» **EXERCISE TASK**: Rewrite all the records below with every "takes one marker" changed to "gets one marker" and everything else unchanged. Leave the pictures out of your answer.

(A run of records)
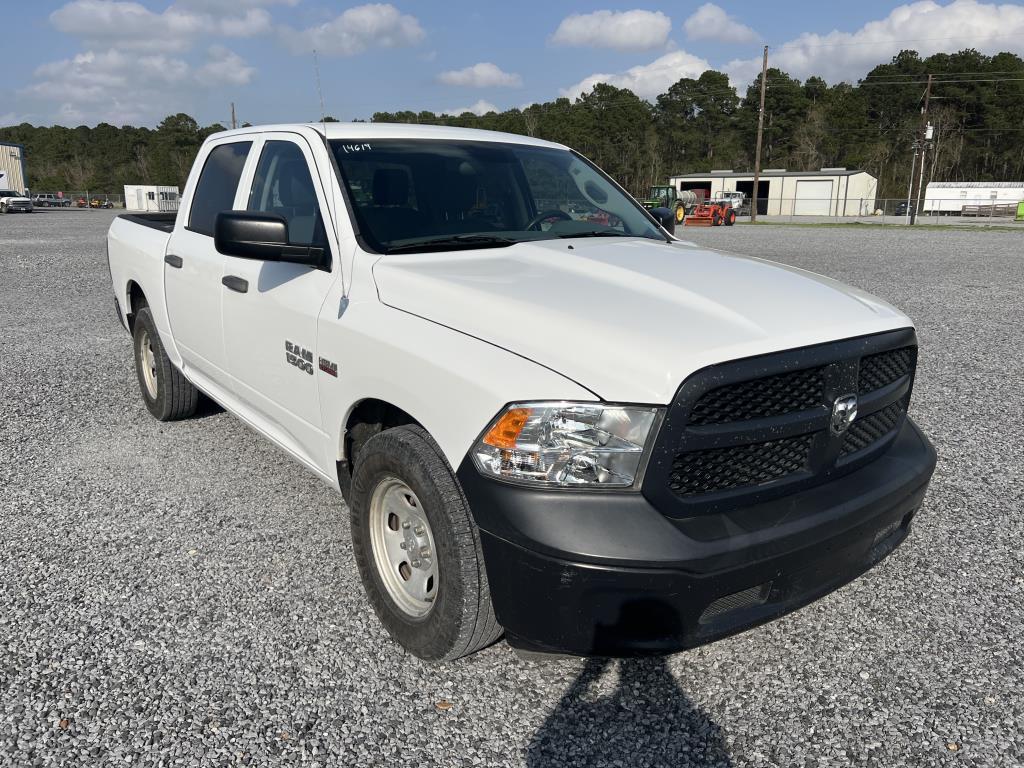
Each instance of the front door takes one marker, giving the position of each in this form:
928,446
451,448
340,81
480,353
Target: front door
270,309
193,266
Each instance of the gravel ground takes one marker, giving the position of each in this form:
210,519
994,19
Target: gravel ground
184,594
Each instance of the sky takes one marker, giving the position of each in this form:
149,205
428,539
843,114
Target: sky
85,61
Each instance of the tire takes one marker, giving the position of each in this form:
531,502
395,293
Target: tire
403,466
167,393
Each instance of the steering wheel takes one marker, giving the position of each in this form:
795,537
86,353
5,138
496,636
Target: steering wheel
554,213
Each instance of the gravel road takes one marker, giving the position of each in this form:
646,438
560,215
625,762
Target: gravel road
183,594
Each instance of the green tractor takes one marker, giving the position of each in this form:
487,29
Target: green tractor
668,197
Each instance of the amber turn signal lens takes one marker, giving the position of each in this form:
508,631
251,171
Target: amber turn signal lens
506,431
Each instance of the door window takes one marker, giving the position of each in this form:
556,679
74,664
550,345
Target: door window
217,183
284,186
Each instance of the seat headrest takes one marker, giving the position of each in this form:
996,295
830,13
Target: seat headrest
390,186
294,185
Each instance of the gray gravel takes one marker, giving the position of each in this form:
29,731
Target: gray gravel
185,595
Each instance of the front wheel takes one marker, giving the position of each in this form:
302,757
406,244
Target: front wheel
417,547
166,391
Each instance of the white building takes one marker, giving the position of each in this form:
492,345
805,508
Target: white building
830,192
12,167
950,197
151,198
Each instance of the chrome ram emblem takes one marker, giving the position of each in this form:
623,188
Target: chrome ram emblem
844,412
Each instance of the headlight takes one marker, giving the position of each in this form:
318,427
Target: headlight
567,444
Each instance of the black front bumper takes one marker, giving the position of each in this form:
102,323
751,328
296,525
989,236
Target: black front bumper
605,573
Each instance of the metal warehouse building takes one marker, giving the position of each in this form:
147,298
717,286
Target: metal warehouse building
12,167
952,197
830,192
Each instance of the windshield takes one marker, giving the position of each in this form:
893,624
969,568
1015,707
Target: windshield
434,196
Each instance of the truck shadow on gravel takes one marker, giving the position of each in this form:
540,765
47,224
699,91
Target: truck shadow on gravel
646,721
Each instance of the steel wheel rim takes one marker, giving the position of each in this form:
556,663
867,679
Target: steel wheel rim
402,546
147,361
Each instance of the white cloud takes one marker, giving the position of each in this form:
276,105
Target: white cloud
224,67
480,108
629,30
130,26
711,23
483,75
122,87
647,81
373,26
926,27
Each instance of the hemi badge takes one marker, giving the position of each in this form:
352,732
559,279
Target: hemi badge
329,368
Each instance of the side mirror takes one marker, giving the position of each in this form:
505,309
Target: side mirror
666,217
260,236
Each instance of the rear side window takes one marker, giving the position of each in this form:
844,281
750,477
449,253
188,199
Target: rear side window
283,185
217,183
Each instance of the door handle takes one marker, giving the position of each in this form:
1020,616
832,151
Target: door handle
236,284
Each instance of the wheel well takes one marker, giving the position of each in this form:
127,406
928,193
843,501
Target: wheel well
136,300
367,419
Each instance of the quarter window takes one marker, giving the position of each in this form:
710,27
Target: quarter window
217,184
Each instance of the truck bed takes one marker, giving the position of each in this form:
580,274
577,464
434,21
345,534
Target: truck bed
163,220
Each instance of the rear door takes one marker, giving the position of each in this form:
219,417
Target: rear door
194,268
270,316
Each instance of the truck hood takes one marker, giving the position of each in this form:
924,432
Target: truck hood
629,320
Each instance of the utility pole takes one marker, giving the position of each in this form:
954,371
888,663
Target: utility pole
761,129
925,137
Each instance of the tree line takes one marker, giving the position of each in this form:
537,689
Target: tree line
698,124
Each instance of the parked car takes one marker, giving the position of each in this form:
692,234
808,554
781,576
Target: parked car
589,435
48,200
14,202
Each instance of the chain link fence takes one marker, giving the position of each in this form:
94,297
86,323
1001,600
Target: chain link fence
887,210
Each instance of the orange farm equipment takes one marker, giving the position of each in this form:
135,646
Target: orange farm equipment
712,214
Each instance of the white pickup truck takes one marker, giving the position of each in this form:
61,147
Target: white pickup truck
548,416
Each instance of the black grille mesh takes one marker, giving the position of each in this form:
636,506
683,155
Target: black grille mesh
870,429
879,370
757,398
718,469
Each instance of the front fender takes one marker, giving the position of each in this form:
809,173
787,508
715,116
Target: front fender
453,384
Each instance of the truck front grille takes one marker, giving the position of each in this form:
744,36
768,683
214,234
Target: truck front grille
744,431
718,469
771,395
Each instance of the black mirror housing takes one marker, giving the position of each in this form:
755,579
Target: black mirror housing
249,235
666,217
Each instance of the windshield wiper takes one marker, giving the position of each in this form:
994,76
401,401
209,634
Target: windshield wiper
597,233
468,241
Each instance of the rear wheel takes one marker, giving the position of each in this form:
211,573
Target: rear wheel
417,547
167,393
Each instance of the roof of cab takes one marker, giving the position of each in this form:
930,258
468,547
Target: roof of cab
366,131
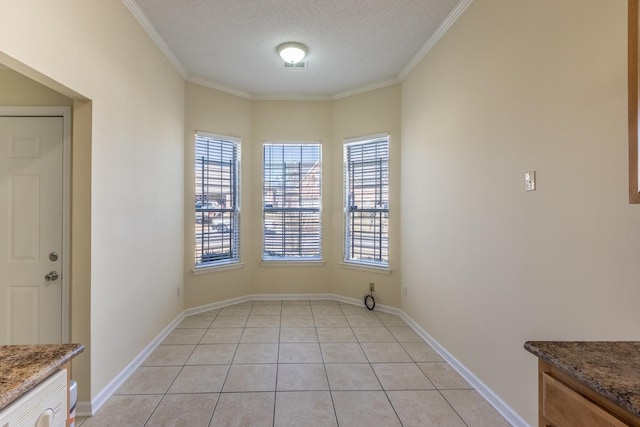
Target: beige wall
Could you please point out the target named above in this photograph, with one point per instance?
(134, 137)
(213, 111)
(365, 114)
(278, 121)
(518, 85)
(19, 90)
(327, 122)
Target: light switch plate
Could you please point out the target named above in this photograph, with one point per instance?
(530, 181)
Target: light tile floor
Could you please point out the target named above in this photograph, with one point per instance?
(294, 363)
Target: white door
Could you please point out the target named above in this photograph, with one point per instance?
(31, 221)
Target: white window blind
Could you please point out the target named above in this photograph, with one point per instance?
(292, 201)
(366, 168)
(217, 200)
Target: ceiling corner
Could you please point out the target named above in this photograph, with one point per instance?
(437, 35)
(155, 36)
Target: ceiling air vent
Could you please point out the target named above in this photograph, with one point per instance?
(302, 65)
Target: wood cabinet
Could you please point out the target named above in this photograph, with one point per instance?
(564, 402)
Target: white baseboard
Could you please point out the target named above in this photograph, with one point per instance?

» **FULL SOLUTION**:
Each instance of the front door gets one marker, giving the position of each in this form:
928,446
451,448
340,81
480,353
Target: front door
270,309
193,266
Each instance of the gravel ground gets one marker, giving the position of each in this form:
210,519
994,19
Target: gravel ground
184,594
Each instance of the sky gets one marker, giving the position of each in this form:
149,205
428,539
843,114
Target: sky
85,61
Each instance of the tire gets one marker, giving the position of each in this form:
531,502
395,293
Target: tire
403,466
167,393
Each instance of the steering wheel gets one marker, giving the position of each in this form:
795,537
86,353
5,138
496,636
Target: steering wheel
554,213
Each instance of the gravel road gets one marker, giving the position of each in this form:
646,438
560,215
625,762
Target: gravel road
183,594
Each instance of the green tractor gets one marker, giving the position of each in this form:
487,29
Target: green tractor
668,197
Each instance of the amber turn signal lens gets one marker, giving the position of each in this form:
508,631
251,171
Target: amber turn signal lens
506,431
Each instance of the door window gets one marker, giving the position of each in this form:
556,679
74,664
550,345
Target: door window
217,183
284,186
Each instance of the seat headrest gets one marker, giving the position of each in this form:
996,295
830,13
Target: seat headrest
390,186
294,185
Each instance of the gray gravel gets one marker, giving the position of each in this form:
29,731
Target: gray gravel
185,595
Each instance of the front wheel gets one marker, giving the position of each in this form:
302,757
406,244
Target: front wheel
417,547
166,391
Each instance of the white building gets one marker, giving the position of each in this form:
492,345
805,508
Target: white building
830,192
12,167
950,197
151,198
Each instance of the chrome ram emblem gets one marker, giving the position of each in this form:
623,188
Target: chrome ram emblem
844,412
Each instance of the headlight gets one marker, giving the position of each in this form:
318,427
Target: headlight
567,444
Each instance of the black front bumper gets one marker, giving the position of each in this form:
102,323
751,328
296,525
989,236
Target: black front bumper
605,573
Each instance of the metal warehouse building gets one marker, giving the position of each in this form:
147,298
717,286
Target: metal warehouse building
12,167
952,197
830,192
Each instance of the windshield gets one marker, giving the position of each in this form:
893,624
969,568
1015,707
Target: windshield
434,196
Each instance of the truck shadow on gravel gets one marker, giving the position of each in this form:
540,765
47,224
699,91
Target: truck shadow on gravel
646,721
Each instance of the steel wheel rim gets one marker, giving the position of each in this form:
556,663
867,679
Target: steel wheel rim
402,546
147,361
Each instance of the white cloud gets one marker, giving the position of each in this form:
276,105
Target: white cloud
224,67
480,108
629,30
130,26
711,23
483,75
122,87
647,81
373,26
926,27
Each instance of the hemi badge gets one marker, giving the position of each in this form:
352,732
559,279
Target: hemi badge
329,368
Each instance of the side mirror gets one marker, giving the position of each in this form:
505,309
Target: side mirror
666,217
260,236
Each instance of the rear side window gets one marker, giving the position of each in this form:
844,281
750,477
449,253
188,199
Target: rear side window
283,185
217,183
Each instance of the door handle gets one marker, giving the position of each in this form:
1020,616
832,151
Target: door handle
236,284
Each instance of the wheel well gets one marker, giving the position of each in this form:
127,406
928,193
843,501
Target: wheel well
136,300
367,419
Each instance of the quarter window gets one marker, giving the position of each in this form:
710,27
Target: quarter window
217,184
Each instance of the truck bed gets one marker, giving the position of each in this form:
580,274
577,464
434,21
345,534
Target: truck bed
163,220
Each instance of the rear door gets one marker, giving the position of each in this form:
219,417
Target: rear door
194,268
270,316
Each instance of the truck hood gets one marker, giving the position of each in this form:
924,432
Target: truck hood
629,320
Each instance of the utility pole gets one marker, giving the position of each in this form:
954,371
888,663
Target: utility pole
761,129
925,137
Each instance of the tree line gets one marker, giving the position of each in this form:
537,689
Target: tree line
698,124
Each instance of the parked car gets one marker, giving the position of each in this form:
692,234
808,554
781,576
Target: parked car
589,435
48,200
14,202
Each instance of the chain link fence gets one marker, giving the position of each in this form:
94,297
86,323
1001,600
Target: chain link fence
887,210
Each instance of the orange farm equipment gets one marker, giving the position of each in this form:
135,646
Target: orange farm equipment
712,214
Each instance of the white pickup truck gets one marker, giving the position of each in this form:
61,147
Target: white pickup truck
548,416
Each instance of the black grille mesh gets one marker, giving the position of each in this form:
636,506
683,155
Target: black grille mesh
870,429
879,370
757,398
718,469
Each instance of the front fender gets one marker, giving the position of each in this form:
809,173
787,508
715,116
Target: front fender
453,384
Each instance of the truck front grille gets one marker, giving the position of each in this form:
744,36
768,683
214,234
Target: truck front grille
744,431
718,469
771,395
Each instance of the black mirror housing gets one marker, giving the position of each in this form:
755,579
Target: black mirror housing
249,235
666,217
Each instance of the windshield wiper gets one marker, giving the position of each in this form:
994,76
401,401
209,634
Target: windshield wiper
597,233
468,241
Each instance of the rear wheel gets one marker, giving the position of each in this form:
211,573
Target: rear wheel
417,547
167,393
Each instance of the roof of cab gets one marker, giving the position of each in this form:
930,258
468,547
Target: roof of cab
366,131
Target: beige wall
Could you please point out the target named above in this photograph, with one point per instance?
(134, 137)
(213, 111)
(365, 114)
(278, 121)
(518, 85)
(19, 90)
(327, 122)
Target: light switch plate
Could you please point out the target named above in this photograph, with one point per instance?
(530, 181)
Target: light tile floor
Could you please point out the target named above in this photograph, with one point per instance?
(294, 363)
Target: white door
Could you please point out the target named above in this photograph, with one point per instance?
(31, 221)
Target: white window blind
Could you please point out the target named above in this photograph, with one point per instance?
(292, 201)
(366, 168)
(217, 200)
Target: ceiling corner
Could you please point out the target named above in this photograph, with one point per instance?
(437, 35)
(155, 36)
Target: ceiling air vent
Could you please point out the target named above in this photograph, with one point per instance?
(302, 65)
Target: wood cabinet
Could you please point out the target named above in this photograph, with one point per instance?
(564, 402)
Target: white baseboard
Could you please point out the target named above in this photograph, with one point per instance?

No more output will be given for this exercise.